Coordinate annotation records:
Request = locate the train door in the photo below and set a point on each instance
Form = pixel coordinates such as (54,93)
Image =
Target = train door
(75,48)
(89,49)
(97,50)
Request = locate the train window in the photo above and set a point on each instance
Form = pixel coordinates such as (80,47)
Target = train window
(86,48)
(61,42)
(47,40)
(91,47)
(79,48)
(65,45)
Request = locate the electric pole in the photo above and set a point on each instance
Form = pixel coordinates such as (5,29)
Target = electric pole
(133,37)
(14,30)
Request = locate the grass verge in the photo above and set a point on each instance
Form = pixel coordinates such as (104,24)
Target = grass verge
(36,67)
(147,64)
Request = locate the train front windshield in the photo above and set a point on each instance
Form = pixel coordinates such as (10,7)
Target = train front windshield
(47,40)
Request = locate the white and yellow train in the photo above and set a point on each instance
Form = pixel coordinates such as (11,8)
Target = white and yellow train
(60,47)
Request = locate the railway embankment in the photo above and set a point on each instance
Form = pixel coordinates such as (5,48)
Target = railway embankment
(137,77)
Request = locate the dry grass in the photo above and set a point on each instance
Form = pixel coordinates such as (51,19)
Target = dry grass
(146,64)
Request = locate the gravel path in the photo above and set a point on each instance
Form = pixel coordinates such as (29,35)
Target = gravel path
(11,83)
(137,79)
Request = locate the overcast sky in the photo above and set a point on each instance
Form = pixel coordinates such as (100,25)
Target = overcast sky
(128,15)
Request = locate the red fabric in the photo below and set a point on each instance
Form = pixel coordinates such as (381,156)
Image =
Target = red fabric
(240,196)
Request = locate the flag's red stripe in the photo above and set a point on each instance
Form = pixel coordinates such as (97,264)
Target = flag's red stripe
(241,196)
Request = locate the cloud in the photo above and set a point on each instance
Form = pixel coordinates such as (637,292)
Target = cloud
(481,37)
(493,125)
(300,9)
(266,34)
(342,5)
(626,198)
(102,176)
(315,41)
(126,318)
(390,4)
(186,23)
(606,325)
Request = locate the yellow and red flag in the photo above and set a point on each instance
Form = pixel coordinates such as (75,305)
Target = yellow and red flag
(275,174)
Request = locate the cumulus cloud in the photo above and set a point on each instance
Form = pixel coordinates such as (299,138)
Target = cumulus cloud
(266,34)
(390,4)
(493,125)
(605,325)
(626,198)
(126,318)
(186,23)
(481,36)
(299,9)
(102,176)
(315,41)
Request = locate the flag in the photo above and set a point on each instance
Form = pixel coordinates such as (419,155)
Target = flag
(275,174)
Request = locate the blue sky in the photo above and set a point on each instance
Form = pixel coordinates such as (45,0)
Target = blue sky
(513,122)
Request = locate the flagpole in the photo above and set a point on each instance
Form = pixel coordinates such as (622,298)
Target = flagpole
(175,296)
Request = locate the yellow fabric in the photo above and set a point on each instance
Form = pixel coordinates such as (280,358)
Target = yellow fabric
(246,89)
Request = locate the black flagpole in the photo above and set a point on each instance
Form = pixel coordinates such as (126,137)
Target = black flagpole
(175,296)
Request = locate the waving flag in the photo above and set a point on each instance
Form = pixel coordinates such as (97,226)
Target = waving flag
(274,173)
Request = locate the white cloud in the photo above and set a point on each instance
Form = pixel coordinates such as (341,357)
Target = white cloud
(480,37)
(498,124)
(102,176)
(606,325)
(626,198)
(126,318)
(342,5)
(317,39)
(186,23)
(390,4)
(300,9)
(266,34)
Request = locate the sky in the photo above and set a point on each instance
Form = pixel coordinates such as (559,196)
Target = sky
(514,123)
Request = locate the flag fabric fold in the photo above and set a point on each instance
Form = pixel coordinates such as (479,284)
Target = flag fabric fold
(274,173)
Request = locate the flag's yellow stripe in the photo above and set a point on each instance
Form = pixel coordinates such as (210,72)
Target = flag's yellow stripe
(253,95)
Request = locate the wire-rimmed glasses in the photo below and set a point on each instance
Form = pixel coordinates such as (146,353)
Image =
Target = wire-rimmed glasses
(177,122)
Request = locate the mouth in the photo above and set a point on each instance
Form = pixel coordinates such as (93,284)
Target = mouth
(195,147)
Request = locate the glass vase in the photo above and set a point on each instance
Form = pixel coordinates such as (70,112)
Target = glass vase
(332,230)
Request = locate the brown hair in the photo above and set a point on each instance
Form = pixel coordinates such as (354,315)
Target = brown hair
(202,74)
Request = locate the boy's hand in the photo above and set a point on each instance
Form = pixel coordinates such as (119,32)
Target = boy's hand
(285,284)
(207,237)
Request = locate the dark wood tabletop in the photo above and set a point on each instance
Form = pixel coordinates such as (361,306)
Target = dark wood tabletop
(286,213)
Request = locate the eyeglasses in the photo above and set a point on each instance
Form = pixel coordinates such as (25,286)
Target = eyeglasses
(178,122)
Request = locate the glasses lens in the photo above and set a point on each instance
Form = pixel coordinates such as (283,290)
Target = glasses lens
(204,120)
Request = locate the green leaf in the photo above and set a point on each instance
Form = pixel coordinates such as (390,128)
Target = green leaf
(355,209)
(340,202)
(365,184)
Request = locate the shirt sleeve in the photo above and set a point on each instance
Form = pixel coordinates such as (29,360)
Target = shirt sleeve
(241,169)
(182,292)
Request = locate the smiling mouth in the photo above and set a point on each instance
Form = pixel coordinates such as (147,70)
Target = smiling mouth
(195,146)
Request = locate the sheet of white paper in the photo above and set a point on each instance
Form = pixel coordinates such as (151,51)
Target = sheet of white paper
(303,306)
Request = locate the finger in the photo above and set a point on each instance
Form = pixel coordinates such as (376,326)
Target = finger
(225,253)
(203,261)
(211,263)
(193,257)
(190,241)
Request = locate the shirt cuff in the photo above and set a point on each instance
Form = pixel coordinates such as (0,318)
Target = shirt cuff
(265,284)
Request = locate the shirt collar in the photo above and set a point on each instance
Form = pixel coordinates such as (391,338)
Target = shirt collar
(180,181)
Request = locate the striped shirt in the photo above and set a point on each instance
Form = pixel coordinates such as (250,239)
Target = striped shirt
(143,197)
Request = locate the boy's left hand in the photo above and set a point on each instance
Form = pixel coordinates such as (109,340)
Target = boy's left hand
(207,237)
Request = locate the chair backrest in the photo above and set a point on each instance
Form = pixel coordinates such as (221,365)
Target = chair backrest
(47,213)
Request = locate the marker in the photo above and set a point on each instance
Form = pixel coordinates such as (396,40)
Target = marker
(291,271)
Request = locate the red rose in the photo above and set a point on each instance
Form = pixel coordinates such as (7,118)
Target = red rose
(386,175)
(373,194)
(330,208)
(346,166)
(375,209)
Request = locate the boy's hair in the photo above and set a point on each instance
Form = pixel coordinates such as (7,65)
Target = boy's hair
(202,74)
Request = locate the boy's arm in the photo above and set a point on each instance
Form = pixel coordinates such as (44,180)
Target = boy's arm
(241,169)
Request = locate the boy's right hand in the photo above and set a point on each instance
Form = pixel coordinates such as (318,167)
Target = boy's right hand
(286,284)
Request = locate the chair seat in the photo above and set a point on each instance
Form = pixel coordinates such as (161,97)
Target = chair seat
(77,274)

Aim of the task: Return, word for word and unchanged, the stretch from the line containing "Request = locate the marker" through the end of the records.

Task result:
Request = locate the marker in the photo above and set a point on each instance
Form = pixel coordinates such as (396,40)
Target = marker
(291,271)
Request = locate the red rose in the photo above and set a point on each instance
Form = pixel coordinates such as (7,118)
Target = red rose
(386,175)
(373,194)
(330,208)
(346,166)
(375,209)
Request = locate the boy's hair in the photo above and set a point on each instance
Form = pixel coordinates such as (7,65)
Target = boy's hair
(202,74)
Request = locate the boy's arm in the photo above and set a point on each instance
Form = pixel coordinates such as (44,180)
Target = boy's arm
(241,169)
Request = locate the boy's right hand in the photo above and set a point on each instance
Form = pixel coordinates such as (318,167)
Target = boy's right hand
(286,284)
Request = locate the chair seat in the photo above and set a point on each instance
Form = pixel coordinates such as (161,97)
Target = chair seat
(77,274)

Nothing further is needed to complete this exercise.